[SUPPLIED DATA Boundary: Start]

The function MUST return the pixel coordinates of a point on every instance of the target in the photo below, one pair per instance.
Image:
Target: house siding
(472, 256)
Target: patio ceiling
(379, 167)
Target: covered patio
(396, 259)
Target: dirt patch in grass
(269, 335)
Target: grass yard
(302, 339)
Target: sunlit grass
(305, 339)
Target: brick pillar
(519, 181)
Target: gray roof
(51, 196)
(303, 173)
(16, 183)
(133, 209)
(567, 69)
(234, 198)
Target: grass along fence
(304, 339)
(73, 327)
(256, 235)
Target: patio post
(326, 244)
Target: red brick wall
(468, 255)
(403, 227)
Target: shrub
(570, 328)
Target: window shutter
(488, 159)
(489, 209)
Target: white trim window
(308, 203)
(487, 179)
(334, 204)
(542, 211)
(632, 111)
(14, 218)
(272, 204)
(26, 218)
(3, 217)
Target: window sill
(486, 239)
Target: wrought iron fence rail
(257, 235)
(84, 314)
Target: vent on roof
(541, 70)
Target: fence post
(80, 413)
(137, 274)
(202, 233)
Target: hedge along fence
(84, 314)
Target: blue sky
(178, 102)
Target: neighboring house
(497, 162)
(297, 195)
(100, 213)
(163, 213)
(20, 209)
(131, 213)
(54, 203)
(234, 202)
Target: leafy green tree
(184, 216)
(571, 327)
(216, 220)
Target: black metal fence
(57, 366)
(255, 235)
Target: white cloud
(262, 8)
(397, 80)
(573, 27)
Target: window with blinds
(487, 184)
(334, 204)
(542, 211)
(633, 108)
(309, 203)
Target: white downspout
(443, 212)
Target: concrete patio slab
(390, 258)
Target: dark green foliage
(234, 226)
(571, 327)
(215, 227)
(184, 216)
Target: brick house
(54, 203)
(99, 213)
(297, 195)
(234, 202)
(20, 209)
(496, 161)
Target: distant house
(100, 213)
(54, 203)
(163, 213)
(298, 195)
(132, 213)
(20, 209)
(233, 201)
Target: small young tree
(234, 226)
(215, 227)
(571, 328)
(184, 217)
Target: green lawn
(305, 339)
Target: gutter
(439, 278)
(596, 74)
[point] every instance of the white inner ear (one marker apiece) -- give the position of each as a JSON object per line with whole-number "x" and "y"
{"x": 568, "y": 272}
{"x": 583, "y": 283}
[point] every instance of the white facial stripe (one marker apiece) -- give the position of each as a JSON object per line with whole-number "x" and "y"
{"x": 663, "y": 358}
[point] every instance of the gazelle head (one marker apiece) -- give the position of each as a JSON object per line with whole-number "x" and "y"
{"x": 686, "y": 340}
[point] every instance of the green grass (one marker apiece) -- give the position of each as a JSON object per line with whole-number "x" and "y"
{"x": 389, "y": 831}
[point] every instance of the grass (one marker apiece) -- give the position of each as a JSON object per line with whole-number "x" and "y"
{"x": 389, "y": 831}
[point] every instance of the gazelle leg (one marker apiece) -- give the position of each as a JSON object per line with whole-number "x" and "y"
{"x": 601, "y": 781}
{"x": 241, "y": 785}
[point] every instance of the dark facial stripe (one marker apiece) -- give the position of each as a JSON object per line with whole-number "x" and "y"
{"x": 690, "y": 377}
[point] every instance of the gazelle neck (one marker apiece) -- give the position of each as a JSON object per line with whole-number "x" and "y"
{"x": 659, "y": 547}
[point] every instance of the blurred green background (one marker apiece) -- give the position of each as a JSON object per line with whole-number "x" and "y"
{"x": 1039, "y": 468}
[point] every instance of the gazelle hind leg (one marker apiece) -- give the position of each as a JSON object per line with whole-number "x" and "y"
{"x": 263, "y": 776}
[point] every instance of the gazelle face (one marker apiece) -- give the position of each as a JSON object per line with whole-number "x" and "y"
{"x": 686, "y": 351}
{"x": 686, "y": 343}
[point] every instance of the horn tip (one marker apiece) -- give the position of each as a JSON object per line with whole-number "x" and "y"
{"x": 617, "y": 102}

[SUPPLIED DATA Boundary: End]

* **WHAT YOU WILL DO**
The records above must be set down again exactly as written.

* **OUTPUT BELOW**
The function MUST return the pixel coordinates of a point on every instance of the target in the photo below, one pair per instance.
Image:
Target: house siding
(472, 256)
Target: patio ceiling
(379, 167)
Target: covered patio
(396, 259)
Target: dirt patch in grass
(269, 335)
Target: grass yard
(302, 339)
Target: sunlit grass
(305, 339)
Target: brick pillar
(519, 181)
Target: gray roof
(51, 196)
(303, 173)
(16, 183)
(133, 209)
(567, 69)
(234, 198)
Target: grass along fence
(304, 339)
(73, 327)
(256, 235)
Target: patio post
(326, 244)
Target: red brick wall
(468, 255)
(403, 227)
Target: shrub
(570, 328)
Target: window shutter
(488, 159)
(489, 209)
Target: white trim window
(308, 203)
(487, 179)
(334, 204)
(542, 211)
(632, 111)
(14, 218)
(272, 204)
(26, 218)
(3, 217)
Target: window sill
(486, 239)
Target: wrought iron fence rail
(257, 235)
(84, 314)
Target: vent on roof
(541, 70)
Target: fence post
(80, 413)
(137, 274)
(202, 233)
Target: hedge along fence
(84, 314)
Target: blue sky
(178, 102)
Target: neighboring house
(497, 162)
(297, 195)
(100, 213)
(163, 213)
(20, 209)
(131, 213)
(54, 203)
(234, 202)
Target: leafy green tree
(184, 216)
(571, 327)
(216, 220)
Target: black metal fence
(57, 366)
(255, 235)
Target: white cloud
(262, 8)
(397, 80)
(573, 27)
Target: window with blinds
(487, 184)
(334, 204)
(542, 211)
(633, 108)
(309, 203)
Target: white downspout
(443, 212)
Target: concrete patio slab
(390, 258)
Target: dark green foliage
(234, 226)
(571, 327)
(215, 227)
(184, 216)
Target: brick house
(54, 203)
(99, 213)
(297, 195)
(234, 202)
(20, 209)
(496, 161)
Target: distant house
(100, 213)
(54, 203)
(163, 213)
(298, 195)
(132, 213)
(20, 209)
(233, 201)
Target: small young tree
(234, 226)
(215, 227)
(571, 328)
(184, 217)
Target: green lawn
(305, 339)
Target: gutter
(439, 278)
(596, 74)
[point] every instance of the white inner ear (one marker apiece) -- give the position of each as a JSON object per line with whole-number "x" and "y"
{"x": 568, "y": 272}
{"x": 583, "y": 283}
[point] every instance of the white facial stripe (one marker apiece) -- give the position of each as a JSON object per line with whole-number "x" and "y"
{"x": 663, "y": 358}
[point] every instance of the gazelle head (one marker apiece) -- give the position of each as a JSON object per line with whole-number "x" and "y"
{"x": 686, "y": 340}
[point] every instance of the green grass (one marker apiece) -- give the position of each as a JSON object per line with whole-number "x" and "y"
{"x": 389, "y": 831}
[point] every instance of the grass (one marker apiece) -- give the position of each as a JSON object per line with whole-number "x" and "y"
{"x": 389, "y": 831}
[point] every instance of the gazelle leg (one marker apiece) -- give the position of each as a JSON object per line with whole-number "x" and "y"
{"x": 601, "y": 781}
{"x": 241, "y": 785}
[point] every instance of the dark facial stripe (one marker apiece) -- give the position of each as a JSON object per line with whole-number "x" and "y"
{"x": 690, "y": 377}
[point] every instance of the gazelle neck (one marker apiece) -- give the position of each as a JSON object per line with whole-number "x" and "y"
{"x": 659, "y": 547}
[point] every instance of the blurred green background (one marker apiece) -- give the position of each as a JSON object per line with whole-number "x" and "y"
{"x": 1039, "y": 468}
[point] every instance of the gazelle hind leg (one marker apiece) -- give the position of each as a JSON object per line with whole-number "x" and "y"
{"x": 263, "y": 776}
[point] every instance of the gazelle face (one marker apiece) -- give the position of each as a JSON object per line with whole-number "x" and "y"
{"x": 686, "y": 351}
{"x": 686, "y": 343}
[point] every instance of the horn tip (one marker apiece) -- give the position of each as a JSON object per line with whole-number "x" and "y"
{"x": 617, "y": 102}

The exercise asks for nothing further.